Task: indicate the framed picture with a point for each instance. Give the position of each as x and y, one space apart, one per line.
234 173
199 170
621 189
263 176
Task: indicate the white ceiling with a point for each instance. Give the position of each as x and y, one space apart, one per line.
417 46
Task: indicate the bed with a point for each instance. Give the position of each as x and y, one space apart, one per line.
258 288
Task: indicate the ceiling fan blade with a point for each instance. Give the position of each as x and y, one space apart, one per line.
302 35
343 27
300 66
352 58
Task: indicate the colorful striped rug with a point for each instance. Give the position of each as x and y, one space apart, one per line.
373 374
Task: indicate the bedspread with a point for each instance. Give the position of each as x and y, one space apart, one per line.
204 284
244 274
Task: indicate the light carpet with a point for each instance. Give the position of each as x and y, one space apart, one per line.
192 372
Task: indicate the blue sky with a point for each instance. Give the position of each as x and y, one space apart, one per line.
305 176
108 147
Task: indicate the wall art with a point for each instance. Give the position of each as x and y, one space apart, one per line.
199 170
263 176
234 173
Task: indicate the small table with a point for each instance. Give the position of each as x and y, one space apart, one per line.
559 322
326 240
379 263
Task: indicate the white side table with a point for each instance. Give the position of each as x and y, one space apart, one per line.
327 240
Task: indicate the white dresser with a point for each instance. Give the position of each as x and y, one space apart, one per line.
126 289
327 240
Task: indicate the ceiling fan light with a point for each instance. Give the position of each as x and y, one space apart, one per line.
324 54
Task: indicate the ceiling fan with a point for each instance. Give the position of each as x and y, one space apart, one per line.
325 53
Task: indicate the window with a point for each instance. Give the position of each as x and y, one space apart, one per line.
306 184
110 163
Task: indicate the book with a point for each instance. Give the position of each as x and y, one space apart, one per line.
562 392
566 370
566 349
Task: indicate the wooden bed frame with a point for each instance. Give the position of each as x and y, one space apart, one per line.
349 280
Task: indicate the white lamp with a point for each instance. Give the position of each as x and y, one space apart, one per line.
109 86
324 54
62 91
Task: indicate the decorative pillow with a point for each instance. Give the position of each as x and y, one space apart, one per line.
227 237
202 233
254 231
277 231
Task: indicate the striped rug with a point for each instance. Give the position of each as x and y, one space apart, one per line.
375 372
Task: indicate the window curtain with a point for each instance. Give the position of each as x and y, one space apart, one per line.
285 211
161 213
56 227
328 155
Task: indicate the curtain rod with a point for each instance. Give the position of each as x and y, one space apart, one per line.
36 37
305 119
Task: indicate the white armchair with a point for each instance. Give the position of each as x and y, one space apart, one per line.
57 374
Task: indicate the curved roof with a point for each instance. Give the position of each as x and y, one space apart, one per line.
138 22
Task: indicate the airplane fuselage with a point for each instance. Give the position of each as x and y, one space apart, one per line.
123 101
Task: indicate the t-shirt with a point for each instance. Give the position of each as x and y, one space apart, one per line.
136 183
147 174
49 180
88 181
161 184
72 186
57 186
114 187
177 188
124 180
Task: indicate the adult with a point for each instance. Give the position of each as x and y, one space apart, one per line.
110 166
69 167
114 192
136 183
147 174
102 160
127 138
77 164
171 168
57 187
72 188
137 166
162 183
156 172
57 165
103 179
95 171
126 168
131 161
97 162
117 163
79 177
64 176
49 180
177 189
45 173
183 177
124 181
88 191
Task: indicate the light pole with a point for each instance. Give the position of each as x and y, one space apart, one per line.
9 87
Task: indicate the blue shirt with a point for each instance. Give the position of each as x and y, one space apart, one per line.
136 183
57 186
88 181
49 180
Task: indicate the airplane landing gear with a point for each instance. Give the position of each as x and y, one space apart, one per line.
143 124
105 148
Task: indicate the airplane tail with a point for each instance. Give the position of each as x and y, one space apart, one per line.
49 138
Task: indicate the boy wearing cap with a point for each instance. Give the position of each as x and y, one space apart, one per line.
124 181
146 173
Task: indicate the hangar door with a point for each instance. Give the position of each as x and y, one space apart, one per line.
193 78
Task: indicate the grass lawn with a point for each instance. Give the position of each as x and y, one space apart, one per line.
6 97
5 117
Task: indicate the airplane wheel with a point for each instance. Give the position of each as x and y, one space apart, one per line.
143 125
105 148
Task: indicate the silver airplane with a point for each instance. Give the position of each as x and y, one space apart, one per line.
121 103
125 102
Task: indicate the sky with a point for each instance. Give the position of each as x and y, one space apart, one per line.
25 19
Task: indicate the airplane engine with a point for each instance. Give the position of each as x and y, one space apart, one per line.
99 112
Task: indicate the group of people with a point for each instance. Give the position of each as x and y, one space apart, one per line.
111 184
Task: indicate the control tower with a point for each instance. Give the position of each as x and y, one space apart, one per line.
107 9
════════
▶ **WRITTEN INSTRUCTION**
Could you write out every line again, from the one containing "Task: indicate the silver" down to the end of the listing, shifting each coordinate by adding 91 to it?

▶ **RESPONSE TO THE EXERCISE**
Task: indicate the silver airplane with a point for each instance. Give the position of each as x and y, one space apart, one per line.
212 194
216 193
Task: indicate the sky with a point for each instance. Give the position of each as x and y, one space apart, one per line.
116 110
Task: indicate the airplane engine with a point for each instance. Give the position of each as x and y, one space apart, one per line.
190 203
Task: indicate the group of people with a point for each instance. Give the position of each as x and y, one space apart, one per line.
202 275
Task: indicate the control tower with a point for each instance. Give the position of each as x and y, one space apart, one per line.
198 100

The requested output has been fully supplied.